● **文書本文**:
● ● ●

サワサキヨシヒロ(以下、サワサキ) 「僕、去年から温泉とアンビエントを結びつける“Naturally Gushing”というプロジェクトを立ち上げまして。その一貫として今回DVDを作ったんですよ」
山田五郎(以下、山田) 「観た観た。なんかオシャレ〜なことやってるなと思いましたよ。シュッとしてるやん、ヨッちゃん」
サワサキ 「あれ、カメラマンと一緒に温泉地まで行って、全部自分たちで映像を撮ってるんですよ。そこに自分で作った音楽をかぶせて。ブライアン・イーノのアンビエント・シリーズみたいなものを作ろうと思ったんです」
山田 「ゴメン、そこは全然気がつかなかった(笑)。でも、イーノって言われたらイーノかも」
サワサキ 「そうなんですよ、おじいちゃんおばあちゃんしか来ないような土着の温泉をいかにしてオシャレなものとして若者に伝えるかというのがテーマなんです」
山田 「そこが、ヨッちゃんの難しいところだよね。普通にオシャレな温泉とタイアップしたらええやん。そこに土着を入れるから難しくなるのよ」
サワサキ 「いやいや、それをやったら、そのまんまじゃないですか(笑)。面白くないですよ、そんなところと組んだって。僕がやりたいのは、古来から伝わる本物の温泉文化を伝えていくことなんです」
山田 「やりたいことはすごくよく分かる。でも、ヨッちゃんがやろうとしてることって、要するにブライアン・イーノとつげ義春をくっつけようってことでしょ。それは、やっぱり難しいよ」
サワサキ 「でもね山田さん、僕はあえてそこに挑戦したいんです。世間でもてはやされてるような、分かりやすいオシャレなデザイナーズ温泉みたいなものに甘んじたくないわけですよ」
山田 「カマキリが戦車に立ち向かっていくような、ヨッちゃんの戦いが始まるわけだ(笑)」
サワサキ 「戦いますよ〜(笑)。これから20年かけて頑張りますから」
山田 「でも、その戦いはシンドイよ。俺らよりひと回り上の世代あたりから、かれこれ50年近く負け続けてきた戦いだよ。どうやったら勝てるのか、マジで知りたい」
サワサキ 「やっぱり戦い続けていくしかないと思うんですよね。みうらじゅん師匠(※サワサキは一時期、みうらじゅん事務所に社員として勤めていた)が地道に活動し続けて、最終的には20年かけてサブカルで東京ドームまで到達したわけじゃないですか。だから僕の活動に関しても最低20年はかかると思ってます」
山田 「ヨッちゃんが今みたいな感じで作品をリリースし続けて、それが世の中に認められて、たとえば今のエイベックスくらいブイブイいわすようになるまでには何年くらいかかる予定」
サワサキ 「10年くらいでいけるといいんですけど(笑)」
山田 「おお、10年」

● ● ●

● **取り組む内容**:
• a. 一覧の冒頭から「point(809, 626)」を含む行までを、両端を含めて、列名「依頼」と「回答」の2列のCSVに整形してください。1件につき1行とし、各フィールドは引用符で囲んで改行を空白に置き換えてください。
• b. 温泉とアンビエントについての対談を、本文が終わっている箇所から書き継いでください。

● **利用できるデータ**:
● ● ●

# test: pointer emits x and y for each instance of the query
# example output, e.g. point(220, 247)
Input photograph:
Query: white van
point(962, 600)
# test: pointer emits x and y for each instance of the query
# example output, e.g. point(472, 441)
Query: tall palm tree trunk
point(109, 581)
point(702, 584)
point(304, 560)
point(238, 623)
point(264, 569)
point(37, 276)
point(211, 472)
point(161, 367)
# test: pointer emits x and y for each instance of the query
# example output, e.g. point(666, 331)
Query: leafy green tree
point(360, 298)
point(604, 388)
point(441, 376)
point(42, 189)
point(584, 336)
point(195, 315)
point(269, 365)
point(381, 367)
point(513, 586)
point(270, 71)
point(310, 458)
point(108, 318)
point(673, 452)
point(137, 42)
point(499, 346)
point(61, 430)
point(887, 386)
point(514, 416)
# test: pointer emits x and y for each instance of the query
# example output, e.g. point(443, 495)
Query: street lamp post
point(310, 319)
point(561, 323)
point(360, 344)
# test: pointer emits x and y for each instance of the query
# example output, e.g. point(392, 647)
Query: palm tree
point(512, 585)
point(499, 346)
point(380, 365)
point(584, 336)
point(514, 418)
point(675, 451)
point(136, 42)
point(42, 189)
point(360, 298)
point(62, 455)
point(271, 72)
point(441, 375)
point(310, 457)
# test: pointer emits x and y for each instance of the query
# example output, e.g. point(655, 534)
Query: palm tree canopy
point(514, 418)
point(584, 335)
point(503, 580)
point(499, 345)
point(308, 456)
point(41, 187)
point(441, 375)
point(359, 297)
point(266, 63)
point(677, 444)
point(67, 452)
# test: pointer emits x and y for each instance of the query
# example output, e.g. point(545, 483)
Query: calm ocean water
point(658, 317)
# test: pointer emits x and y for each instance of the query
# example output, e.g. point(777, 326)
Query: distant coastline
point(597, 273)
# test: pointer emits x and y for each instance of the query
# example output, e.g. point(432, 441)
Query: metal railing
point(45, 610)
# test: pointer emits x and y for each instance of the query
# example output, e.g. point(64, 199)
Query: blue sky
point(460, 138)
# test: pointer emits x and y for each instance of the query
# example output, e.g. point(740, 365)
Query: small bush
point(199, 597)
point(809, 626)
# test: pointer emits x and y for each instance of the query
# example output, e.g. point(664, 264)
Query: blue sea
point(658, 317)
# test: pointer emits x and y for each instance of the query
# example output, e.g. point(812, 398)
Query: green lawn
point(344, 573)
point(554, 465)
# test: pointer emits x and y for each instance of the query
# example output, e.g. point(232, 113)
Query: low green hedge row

● ● ●

● **結果**:
• a.
依頼,回答
"# test: pointer emits x and y for each instance of the query # example output, e.g. point(220, 247) Input photograph: Query: white van","point(962, 600)"
"# test: pointer emits x and y for each instance of the query # example output, e.g. point(472, 441) Query: tall palm tree trunk","point(109, 581) point(702, 584) point(304, 560) point(238, 623) point(264, 569) point(37, 276) point(211, 472) point(161, 367)"
"# test: pointer emits x and y for each instance of the query # example output, e.g. point(666, 331) Query: leafy green tree","point(360, 298) point(604, 388) point(441, 376) point(42, 189) point(584, 336) point(195, 315) point(269, 365) point(381, 367) point(513, 586) point(270, 71) point(310, 458) point(108, 318) point(673, 452) point(137, 42) point(499, 346) point(61, 430) point(887, 386) point(514, 416)"
"# test: pointer emits x and y for each instance of the query # example output, e.g. point(443, 495) Query: street lamp post","point(310, 319) point(561, 323) point(360, 344)"
"# test: pointer emits x and y for each instance of the query # example output, e.g. point(392, 647) Query: palm tree","point(512, 585) point(499, 346) point(380, 365) point(584, 336) point(514, 418) point(675, 451) point(136, 42) point(42, 189) point(360, 298) point(62, 455) point(271, 72) point(441, 375) point(310, 457)"
"# test: pointer emits x and y for each instance of the query # example output, e.g. point(655, 534) Query: palm tree canopy","point(514, 418) point(584, 335) point(503, 580) point(499, 345) point(308, 456) point(41, 187) point(441, 375) point(359, 297) point(266, 63) point(677, 444) point(67, 452)"
"# test: pointer emits x and y for each instance of the query # example output, e.g. point(545, 483) Query: calm ocean water","point(658, 317)"
"# test: pointer emits x and y for each instance of the query # example output, e.g. point(777, 326) Query: distant coastline","point(597, 273)"
"# test: pointer emits x and y for each instance of the query # example output, e.g. point(432, 441) Query: metal railing","point(45, 610)"
"# test: pointer emits x and y for each instance of the query # example output, e.g. point(64, 199) Query: blue sky","point(460, 138)"
"# test: pointer emits x and y for each instance of the query # example output, e.g. point(740, 365) Query: small bush","point(199, 597) point(809, 626)"

• b.
サワサキ 「僕は町田にエイベックスの社屋があった時代に仕事で行ったことがあって、小室哲哉景気でエイベックスが3〜4年で急成長したのも見てますから」
山田 「ヨッちゃんも、そうなりたい?」
サワサキ 「そうなりたいかどうかは、まあ……」
山田 「そこなんだよ。つまり、なぜ俺たちが負け続けているのかというと、そもそも、あんまり勝ちたがってないからなんだよね」
サワサキ 「あ〜。それは確かに言えますね」
山田 「俺だって、世の中の価値観を変えたいよ。六本木ヒルズにいっぱい部屋を持ってる人が勝ち組みたいな、そんな価値観、明らかにおかしいじゃん。ヒルズに部屋とか欲しくないでしょ。でも、欲しくない人と欲しい人が戦ったら、そりゃ欲しい人が勝つわな。ヨッちゃんも、別に六本木ヒルズなんか住みたくないでしょ」
サワサキ 「全然住みたくないですね(笑)」
山田 「でしょ。でも、世の中はそれを負け惜しみとしか捉えてくれないんだよ」
サワサキ 「そうなんですよね。でも今は変革の時代を迎えつつあるわけですから、そこさえも変えていく運動をしていかなくちゃいけないと思うんです。その取っ掛かりとして11月に長野の渋温泉で音楽フェスを開催するんですよ。『千と千尋の神隠し』の“油屋”のモデルになったといわれている金具屋という老舗旅館に協力してもらって」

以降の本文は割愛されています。